* _EXCERPT_
start

Dealing with the loss of a child is never easy, but it's even more difficult when you are an expat living far from home. Life will never be "normal" again and so now the challenge is to find my new normal. I am now back in the USA and the proud parent of two daughters, born using two different egg donors. "Frostina" and "Olea" are the loves of my life and I feel so grateful for the amazing women who donated their eggs and made my family possible.
Monday, 19 March 2012
Which Tree Are You Today?
I saw these two trees today and was struck by their stark contrast.
The tree on the left is filled with beautiful baby-pink flower buds. Some have already bloomed and the rest are just about ready to open. This tree is full of life, and hope, and possibilities. It has welcomed the spring with open arms and an open heart.

end

* _WHAT TO WORK ON_
1. Please render this sentence from the blog post about the two trees in Spanish: "This tree is full of life, and hope, and possibilities."
2. Carry the blog post about the two trees forward from its last sentence.
The material after the blog post about the two trees is not needed.

* _DATASET EXCERPT_
start

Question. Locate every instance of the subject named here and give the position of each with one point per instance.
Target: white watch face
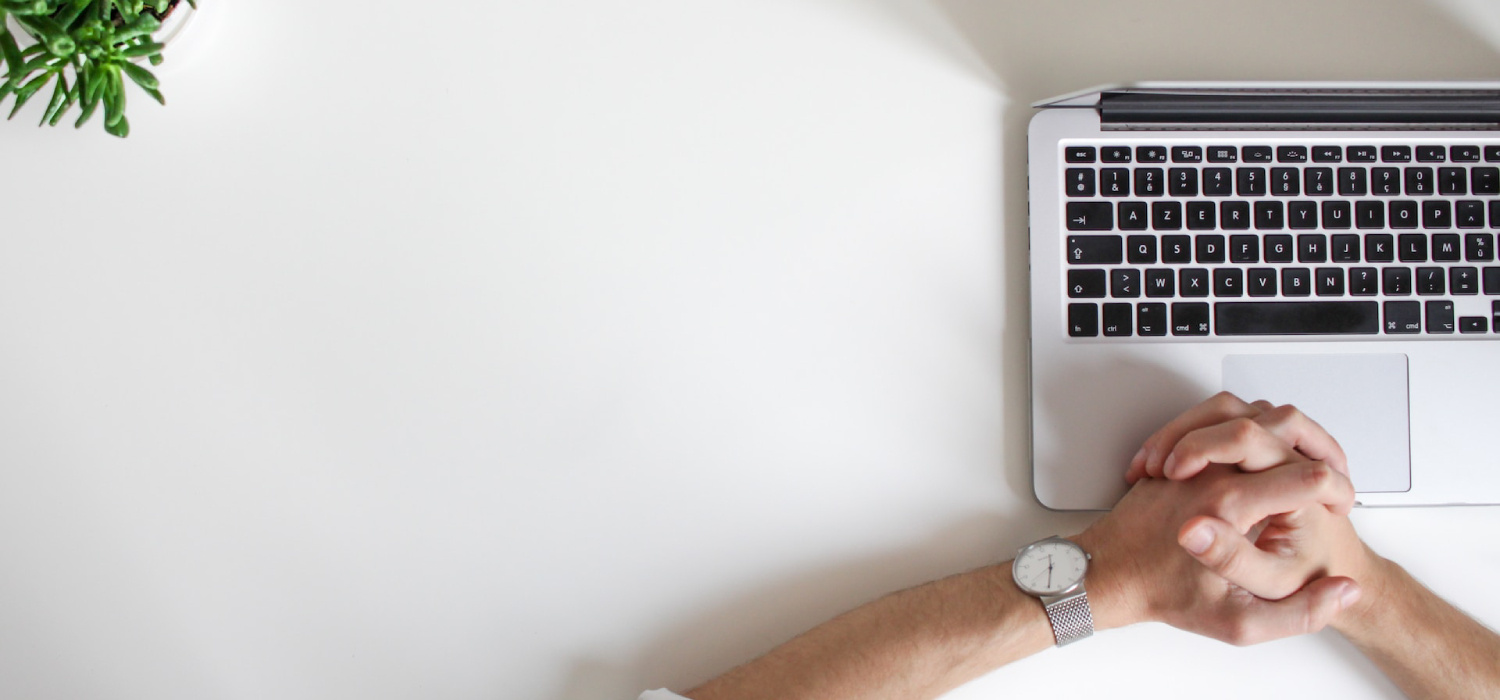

end

* _RESPONSES_
1. Este árbol está lleno de vida, y de esperanza, y de posibilidades.

2.
The tree on the right has no flowers on it. Instead, it's blood red branches are holding sturdy pine cones on them. This tree has endured a tough winter and is still standing strong. It is showing the world that it is not going to be defeated, that it will be beautiful again someday. There is pain in this tree that it is trying not to show to the world, instead it projects strength.
Two completely different trees and yet there is a sense that they belong next to each other. The harshness and sharpness of the tree on the right balanced out by the softness and blooms of the one on the left.
There are some days when I feel like the tree on the left. This tree is a flashback to my life before loss, a life when bad things didn't happen to me. In my early grief I thought I would never feel that joy again, but as time has gone on, I've allowed my happiness to blossom a bit.
Most days though, I still feel like the tree on the right. Battered and scarred, but still holding my head high. Trying with all my might to retain my dignity and grace even on the worst days of the storm. Waiting for the day when I will be beautiful again.
How about you? Which tree are you today?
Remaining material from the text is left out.